- [Exercise requirements] Find every line in the entries below that contains the word "wooden" and copy each one out. Case counts, so a line qualifies only if the capitalization matches.

* Begin Listed records *

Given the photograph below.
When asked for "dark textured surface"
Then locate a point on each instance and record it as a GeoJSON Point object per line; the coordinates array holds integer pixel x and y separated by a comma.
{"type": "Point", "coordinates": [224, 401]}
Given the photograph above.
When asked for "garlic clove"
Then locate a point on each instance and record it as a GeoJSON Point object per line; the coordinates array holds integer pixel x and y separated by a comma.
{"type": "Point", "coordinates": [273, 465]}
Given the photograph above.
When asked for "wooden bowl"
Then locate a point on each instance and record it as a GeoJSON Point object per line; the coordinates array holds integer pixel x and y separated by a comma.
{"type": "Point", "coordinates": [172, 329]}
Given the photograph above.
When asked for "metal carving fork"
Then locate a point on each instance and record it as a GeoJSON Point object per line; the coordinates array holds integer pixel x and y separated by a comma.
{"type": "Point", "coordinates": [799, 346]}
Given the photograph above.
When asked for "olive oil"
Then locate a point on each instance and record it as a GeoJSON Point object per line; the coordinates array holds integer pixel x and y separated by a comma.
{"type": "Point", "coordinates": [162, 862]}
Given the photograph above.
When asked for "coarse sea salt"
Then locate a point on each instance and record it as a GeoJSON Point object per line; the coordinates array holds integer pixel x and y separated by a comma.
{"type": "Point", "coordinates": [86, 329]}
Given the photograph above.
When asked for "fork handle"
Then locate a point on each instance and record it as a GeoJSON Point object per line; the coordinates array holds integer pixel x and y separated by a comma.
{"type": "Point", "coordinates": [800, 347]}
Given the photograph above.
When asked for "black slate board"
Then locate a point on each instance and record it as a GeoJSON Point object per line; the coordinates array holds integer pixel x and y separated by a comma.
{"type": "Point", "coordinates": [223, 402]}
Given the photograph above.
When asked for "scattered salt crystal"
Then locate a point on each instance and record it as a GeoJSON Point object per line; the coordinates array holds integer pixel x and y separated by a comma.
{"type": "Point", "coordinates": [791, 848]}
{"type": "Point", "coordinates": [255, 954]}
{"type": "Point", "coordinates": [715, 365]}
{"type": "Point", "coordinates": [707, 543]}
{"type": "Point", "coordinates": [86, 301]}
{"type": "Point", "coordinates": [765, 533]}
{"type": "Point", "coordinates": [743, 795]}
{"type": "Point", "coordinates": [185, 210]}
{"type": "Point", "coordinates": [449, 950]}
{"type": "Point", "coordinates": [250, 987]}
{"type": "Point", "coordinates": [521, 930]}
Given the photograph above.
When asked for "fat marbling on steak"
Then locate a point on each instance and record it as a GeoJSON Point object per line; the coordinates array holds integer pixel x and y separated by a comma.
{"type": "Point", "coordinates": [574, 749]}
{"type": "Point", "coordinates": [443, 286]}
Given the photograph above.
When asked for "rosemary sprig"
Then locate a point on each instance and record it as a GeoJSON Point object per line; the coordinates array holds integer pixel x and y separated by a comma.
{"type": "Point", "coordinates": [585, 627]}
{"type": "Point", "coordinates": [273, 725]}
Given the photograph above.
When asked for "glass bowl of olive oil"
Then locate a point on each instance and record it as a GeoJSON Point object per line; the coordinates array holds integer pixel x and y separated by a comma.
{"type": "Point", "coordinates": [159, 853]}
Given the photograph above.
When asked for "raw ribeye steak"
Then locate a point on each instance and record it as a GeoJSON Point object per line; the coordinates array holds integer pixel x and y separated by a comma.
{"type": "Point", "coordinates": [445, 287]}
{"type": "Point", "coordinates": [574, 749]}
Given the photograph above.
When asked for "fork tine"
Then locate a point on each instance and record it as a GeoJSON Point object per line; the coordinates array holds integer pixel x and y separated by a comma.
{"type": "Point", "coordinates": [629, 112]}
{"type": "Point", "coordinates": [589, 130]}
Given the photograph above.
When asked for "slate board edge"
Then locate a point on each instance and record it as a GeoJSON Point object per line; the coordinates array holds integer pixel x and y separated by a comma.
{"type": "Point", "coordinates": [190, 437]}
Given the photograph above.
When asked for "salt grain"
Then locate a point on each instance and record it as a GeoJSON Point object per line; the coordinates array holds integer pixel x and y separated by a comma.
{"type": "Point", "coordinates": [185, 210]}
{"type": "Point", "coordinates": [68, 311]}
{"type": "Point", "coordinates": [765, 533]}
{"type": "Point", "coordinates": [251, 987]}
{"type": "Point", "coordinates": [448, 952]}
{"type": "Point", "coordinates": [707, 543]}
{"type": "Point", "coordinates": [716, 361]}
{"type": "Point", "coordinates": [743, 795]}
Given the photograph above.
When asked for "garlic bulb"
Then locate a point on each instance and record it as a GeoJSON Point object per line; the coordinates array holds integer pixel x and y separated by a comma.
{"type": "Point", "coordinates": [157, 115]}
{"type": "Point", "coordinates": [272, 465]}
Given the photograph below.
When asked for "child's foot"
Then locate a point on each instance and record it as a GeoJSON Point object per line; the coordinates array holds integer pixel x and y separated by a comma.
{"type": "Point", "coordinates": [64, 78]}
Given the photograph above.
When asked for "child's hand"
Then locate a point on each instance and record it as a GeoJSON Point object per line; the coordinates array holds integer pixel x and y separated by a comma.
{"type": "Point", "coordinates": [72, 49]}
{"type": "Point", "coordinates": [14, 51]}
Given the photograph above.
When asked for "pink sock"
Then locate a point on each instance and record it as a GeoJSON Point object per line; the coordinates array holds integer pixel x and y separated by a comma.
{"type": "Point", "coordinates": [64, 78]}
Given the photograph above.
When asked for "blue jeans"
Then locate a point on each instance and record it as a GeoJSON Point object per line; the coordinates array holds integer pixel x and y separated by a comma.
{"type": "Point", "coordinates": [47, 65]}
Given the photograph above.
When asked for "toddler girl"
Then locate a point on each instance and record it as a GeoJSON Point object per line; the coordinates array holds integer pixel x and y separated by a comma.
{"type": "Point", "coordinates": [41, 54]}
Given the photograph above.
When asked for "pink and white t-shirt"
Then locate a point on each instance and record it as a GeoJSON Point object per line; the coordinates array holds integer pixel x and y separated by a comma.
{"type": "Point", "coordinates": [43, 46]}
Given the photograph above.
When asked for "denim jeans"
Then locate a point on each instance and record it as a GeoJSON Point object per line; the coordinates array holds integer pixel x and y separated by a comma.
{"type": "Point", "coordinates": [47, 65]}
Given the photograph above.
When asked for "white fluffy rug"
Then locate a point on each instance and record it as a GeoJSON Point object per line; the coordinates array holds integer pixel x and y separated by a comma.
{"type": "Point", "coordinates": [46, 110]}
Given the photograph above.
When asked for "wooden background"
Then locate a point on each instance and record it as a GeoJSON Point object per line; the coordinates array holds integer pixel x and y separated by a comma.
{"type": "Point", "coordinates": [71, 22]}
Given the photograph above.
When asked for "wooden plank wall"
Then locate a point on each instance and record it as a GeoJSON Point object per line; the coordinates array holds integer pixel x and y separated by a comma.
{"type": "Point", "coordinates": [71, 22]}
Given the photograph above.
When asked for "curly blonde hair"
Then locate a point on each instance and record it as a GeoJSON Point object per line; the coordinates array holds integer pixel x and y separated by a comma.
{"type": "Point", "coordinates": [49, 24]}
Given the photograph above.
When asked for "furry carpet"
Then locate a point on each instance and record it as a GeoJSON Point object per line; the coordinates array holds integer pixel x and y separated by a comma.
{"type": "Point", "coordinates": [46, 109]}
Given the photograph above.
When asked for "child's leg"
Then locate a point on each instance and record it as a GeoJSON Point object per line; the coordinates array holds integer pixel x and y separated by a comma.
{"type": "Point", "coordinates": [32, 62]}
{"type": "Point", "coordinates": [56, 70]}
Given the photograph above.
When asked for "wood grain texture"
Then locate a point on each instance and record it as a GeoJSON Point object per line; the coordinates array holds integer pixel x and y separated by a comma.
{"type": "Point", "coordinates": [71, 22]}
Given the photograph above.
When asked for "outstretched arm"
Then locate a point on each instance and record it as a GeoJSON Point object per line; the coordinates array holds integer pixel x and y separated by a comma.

* End Listed records *

- [Task answer]
When asked for "wooden bowl"
When asked for "wooden background"
When asked for "wooden plank wall"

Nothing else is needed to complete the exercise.